**WHAT YOU NEED TO DO**
Update the excerpt on why the writer writes. Give again the part that opens with the words containing "So I’m sorry" and closes with "meant to be.", and change "blog" to "journal" each time it appears.

**EXCERPT**
━━━━
At the same time (and this may seem to be a contradiction of what I have just said), I suspect that what each of us says (through writing, art, music, speech) is more important than we might believe, because our ideas and knowledge and insights have viral power; they influence others who pass them on to others so that we will never know how substantial their impact is, even after we’re gone. Unfortunately, we will probably also never know how exactly they took our writing or our art. This is the paradox and power of poetry, and of art, and graffiti, and even of well-done rhetoric. What the reader or listener precisely understands or feels as a result of what has been written or said is not important, and may not even be predictable. What is important is that with words, we move people. To think differently. To believe differently. To see things with new perspectives and insights. We writers and artists are just agents, precipitators of viral change that will occur over decades and generations and centuries. The direction of that change is something we cannot predict or control.
We write, we draw, we speak, we sculpt, we sing, we decorate our homes and our bodies, we do what we do, because we can’t not. We do what we must. It is in our deepest natures to self-express, and we each do it our own way.
So I’m sorry if you feel I’m not hearing you, not participating in the conversations my blog posts spark. I read you, I hear you, and I do care. But my job, my calling, is to write, and I think I’m reasonably good at that. I am neither as competent at nor as passionate about conversation. So each time I have the inspiration and the time to read or write or converse, to attempt what TS Eliot called “a new beginning, a raid on the inarticulate, with shabby equipment always deteriorating, in the general mess of imprecision of feeling”, most often that passion expresses itself in a new article rather than a conversation about something I have already written.
I hope you understand.
. . . . .
Thanks to my readers, and especially thanks to Tree, Cheryl and Vera, for helping me think all this through, and for your patience as this blog continues to evolve to be what it is meant to be.
━━━━
(Natural-language object grounding data)
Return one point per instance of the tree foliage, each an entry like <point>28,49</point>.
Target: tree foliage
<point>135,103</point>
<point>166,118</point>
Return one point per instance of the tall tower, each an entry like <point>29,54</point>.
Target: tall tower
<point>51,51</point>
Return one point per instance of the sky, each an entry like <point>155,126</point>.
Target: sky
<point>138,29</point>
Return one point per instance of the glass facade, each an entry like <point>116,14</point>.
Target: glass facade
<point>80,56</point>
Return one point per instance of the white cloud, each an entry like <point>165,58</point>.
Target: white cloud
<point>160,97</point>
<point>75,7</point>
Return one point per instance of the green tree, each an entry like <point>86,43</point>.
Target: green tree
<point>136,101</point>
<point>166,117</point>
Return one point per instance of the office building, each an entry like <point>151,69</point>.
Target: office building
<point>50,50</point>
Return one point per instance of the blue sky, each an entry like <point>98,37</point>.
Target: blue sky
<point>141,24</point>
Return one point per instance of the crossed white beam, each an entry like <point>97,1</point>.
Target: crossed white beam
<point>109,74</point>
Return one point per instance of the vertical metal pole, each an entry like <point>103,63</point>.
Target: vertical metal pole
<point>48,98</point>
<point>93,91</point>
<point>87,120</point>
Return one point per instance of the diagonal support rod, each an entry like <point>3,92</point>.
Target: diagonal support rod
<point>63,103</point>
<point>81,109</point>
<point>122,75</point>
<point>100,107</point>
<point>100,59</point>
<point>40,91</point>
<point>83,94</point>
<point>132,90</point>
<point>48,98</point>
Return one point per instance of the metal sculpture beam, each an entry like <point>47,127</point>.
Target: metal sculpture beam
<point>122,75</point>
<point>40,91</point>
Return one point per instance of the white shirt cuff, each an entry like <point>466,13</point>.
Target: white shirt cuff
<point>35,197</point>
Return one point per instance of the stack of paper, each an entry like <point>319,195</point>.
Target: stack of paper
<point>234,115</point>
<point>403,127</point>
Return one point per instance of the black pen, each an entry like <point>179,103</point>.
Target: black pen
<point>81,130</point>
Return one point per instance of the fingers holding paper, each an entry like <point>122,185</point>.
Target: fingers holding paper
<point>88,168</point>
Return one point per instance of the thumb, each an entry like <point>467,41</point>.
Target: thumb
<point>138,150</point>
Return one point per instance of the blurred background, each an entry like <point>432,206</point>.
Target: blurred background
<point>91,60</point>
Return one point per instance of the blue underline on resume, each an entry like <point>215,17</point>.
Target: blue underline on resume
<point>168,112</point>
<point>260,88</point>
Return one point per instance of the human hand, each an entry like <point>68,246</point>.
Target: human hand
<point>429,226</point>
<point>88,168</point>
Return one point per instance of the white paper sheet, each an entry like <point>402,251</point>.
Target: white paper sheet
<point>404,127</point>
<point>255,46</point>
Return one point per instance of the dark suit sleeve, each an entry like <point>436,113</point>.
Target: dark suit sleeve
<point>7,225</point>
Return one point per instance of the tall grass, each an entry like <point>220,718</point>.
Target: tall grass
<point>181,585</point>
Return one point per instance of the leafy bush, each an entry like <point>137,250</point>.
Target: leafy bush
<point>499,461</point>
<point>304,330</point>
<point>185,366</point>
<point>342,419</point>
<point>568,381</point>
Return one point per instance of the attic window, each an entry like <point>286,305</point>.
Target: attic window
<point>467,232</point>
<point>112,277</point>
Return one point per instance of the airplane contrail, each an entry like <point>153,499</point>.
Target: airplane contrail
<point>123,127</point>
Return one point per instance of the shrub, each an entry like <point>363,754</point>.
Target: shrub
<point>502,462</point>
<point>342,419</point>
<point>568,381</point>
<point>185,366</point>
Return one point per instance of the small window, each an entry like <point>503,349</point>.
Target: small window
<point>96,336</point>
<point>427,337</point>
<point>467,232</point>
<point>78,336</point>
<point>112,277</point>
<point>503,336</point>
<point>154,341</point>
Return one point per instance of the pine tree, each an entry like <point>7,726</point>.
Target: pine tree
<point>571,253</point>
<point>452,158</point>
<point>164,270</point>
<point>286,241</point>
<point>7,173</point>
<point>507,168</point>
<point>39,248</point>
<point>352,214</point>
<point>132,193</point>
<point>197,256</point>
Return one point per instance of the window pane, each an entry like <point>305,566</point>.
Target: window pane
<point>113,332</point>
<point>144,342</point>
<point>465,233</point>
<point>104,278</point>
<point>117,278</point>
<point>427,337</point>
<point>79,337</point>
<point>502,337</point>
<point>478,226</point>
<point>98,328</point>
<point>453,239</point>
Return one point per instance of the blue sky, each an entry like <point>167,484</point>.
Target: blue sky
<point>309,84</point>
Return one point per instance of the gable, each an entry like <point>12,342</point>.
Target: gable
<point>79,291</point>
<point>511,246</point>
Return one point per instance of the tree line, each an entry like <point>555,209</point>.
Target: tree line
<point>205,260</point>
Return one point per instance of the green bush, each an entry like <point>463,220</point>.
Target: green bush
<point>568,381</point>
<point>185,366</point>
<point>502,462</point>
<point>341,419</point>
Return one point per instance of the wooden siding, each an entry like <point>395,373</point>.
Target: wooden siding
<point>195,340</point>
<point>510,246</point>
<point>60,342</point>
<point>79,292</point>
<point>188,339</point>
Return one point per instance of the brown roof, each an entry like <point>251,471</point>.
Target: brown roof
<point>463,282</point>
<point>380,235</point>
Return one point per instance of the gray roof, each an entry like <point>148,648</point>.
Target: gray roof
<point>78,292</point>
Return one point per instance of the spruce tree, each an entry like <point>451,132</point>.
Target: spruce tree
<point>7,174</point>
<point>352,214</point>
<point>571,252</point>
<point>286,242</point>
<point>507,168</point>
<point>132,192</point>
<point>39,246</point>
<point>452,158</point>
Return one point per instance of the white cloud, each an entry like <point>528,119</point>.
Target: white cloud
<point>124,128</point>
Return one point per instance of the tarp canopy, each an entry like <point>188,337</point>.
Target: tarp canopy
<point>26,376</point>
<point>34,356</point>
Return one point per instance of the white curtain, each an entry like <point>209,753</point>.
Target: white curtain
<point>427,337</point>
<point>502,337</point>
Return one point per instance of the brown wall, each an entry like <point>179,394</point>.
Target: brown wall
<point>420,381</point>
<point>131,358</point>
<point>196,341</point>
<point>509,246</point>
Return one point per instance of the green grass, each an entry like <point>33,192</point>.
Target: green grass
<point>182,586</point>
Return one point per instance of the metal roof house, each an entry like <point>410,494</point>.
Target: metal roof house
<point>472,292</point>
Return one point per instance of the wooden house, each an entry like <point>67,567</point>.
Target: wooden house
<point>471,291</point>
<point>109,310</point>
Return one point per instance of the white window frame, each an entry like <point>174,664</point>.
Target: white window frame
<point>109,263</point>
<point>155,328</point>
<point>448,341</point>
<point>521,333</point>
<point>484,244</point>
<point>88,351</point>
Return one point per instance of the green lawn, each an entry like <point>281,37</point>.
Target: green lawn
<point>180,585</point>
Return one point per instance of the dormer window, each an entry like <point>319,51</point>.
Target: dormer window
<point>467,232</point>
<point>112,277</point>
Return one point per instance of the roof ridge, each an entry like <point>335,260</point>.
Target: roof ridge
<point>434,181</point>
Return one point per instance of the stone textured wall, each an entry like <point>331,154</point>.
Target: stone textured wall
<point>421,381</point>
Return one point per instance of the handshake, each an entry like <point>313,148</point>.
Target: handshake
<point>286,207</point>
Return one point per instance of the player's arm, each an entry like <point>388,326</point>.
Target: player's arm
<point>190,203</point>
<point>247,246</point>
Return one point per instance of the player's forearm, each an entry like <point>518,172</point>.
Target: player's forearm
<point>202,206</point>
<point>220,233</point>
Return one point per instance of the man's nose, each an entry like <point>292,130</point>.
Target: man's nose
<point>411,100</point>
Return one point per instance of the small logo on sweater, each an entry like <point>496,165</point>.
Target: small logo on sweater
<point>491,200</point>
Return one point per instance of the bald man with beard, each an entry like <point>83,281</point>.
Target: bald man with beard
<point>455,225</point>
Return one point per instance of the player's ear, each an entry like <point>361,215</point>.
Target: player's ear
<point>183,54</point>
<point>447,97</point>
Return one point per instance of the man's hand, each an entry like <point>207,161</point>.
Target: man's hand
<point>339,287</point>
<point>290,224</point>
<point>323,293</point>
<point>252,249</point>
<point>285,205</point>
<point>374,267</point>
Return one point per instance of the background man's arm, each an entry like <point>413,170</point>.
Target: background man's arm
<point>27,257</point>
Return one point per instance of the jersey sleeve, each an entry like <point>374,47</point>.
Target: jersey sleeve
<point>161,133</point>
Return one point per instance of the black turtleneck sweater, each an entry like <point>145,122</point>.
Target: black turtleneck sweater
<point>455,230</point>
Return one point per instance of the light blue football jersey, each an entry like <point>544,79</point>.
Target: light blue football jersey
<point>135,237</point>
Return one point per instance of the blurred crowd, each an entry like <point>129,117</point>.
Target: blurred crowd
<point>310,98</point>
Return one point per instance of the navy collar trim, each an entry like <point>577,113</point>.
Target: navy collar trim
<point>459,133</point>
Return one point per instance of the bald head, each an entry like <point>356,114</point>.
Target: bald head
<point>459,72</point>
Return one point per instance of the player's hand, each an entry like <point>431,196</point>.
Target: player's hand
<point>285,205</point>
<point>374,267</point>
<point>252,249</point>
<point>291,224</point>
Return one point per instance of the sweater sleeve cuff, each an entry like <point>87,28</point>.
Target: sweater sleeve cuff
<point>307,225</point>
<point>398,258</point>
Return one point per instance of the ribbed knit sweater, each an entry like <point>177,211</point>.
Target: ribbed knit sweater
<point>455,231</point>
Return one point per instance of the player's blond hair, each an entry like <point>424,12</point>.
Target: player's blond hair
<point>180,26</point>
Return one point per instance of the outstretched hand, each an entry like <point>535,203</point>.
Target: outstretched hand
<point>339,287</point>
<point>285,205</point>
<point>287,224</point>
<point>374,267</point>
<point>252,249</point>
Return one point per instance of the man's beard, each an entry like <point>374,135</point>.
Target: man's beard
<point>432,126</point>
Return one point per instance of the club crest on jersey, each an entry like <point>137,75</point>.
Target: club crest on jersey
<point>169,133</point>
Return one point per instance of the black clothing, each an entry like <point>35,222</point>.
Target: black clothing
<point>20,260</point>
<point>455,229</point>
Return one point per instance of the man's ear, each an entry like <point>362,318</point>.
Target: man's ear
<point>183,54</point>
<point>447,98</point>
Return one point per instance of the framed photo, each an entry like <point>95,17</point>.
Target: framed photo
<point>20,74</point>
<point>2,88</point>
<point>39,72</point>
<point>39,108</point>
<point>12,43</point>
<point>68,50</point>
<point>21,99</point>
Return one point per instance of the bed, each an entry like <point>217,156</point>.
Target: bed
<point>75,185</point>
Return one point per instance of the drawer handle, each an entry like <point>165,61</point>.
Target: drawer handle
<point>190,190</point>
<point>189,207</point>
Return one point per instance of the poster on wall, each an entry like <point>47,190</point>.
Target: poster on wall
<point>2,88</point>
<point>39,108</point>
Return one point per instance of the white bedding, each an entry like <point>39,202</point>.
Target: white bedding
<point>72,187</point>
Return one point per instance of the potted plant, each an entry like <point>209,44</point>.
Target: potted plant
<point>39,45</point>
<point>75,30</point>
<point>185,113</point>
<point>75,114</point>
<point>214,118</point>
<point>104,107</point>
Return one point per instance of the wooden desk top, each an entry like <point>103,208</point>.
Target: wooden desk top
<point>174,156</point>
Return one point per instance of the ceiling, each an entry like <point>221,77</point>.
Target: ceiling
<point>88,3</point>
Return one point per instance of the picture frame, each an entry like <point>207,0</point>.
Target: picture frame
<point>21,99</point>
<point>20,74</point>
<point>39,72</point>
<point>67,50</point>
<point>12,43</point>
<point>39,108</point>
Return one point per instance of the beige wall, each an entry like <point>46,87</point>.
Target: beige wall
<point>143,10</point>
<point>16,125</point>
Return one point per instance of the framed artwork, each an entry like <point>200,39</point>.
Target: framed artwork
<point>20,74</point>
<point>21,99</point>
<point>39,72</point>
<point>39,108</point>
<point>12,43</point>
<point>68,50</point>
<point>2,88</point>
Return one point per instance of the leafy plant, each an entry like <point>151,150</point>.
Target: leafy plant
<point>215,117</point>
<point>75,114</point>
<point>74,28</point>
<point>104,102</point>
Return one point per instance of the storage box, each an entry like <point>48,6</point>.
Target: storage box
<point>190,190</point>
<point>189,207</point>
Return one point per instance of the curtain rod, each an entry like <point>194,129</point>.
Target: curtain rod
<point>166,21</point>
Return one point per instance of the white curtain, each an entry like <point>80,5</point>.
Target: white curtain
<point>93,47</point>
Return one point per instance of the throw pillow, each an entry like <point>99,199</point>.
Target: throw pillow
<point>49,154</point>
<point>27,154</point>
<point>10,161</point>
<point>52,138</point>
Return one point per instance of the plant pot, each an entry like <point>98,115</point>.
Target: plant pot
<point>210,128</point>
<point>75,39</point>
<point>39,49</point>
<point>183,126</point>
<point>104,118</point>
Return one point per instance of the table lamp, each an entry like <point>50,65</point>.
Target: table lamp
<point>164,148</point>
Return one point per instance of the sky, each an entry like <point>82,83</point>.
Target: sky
━━━━
**RESULT FOR THIS EXERCISE**
So I’m sorry if you feel I’m not hearing you, not participating in the conversations my journal posts spark. I read you, I hear you, and I do care. But my job, my calling, is to write, and I think I’m reasonably good at that. I am neither as competent at nor as passionate about conversation. So each time I have the inspiration and the time to read or write or converse, to attempt what TS Eliot called “a new beginning, a raid on the inarticulate, with shabby equipment always deteriorating, in the general mess of imprecision of feeling”, most often that passion expresses itself in a new article rather than a conversation about something I have already written.
I hope you understand.
. . . . .
Thanks to my readers, and especially thanks to Tree, Cheryl and Vera, for helping me think all this through, and for your patience as this journal continues to evolve to be what it is meant to be.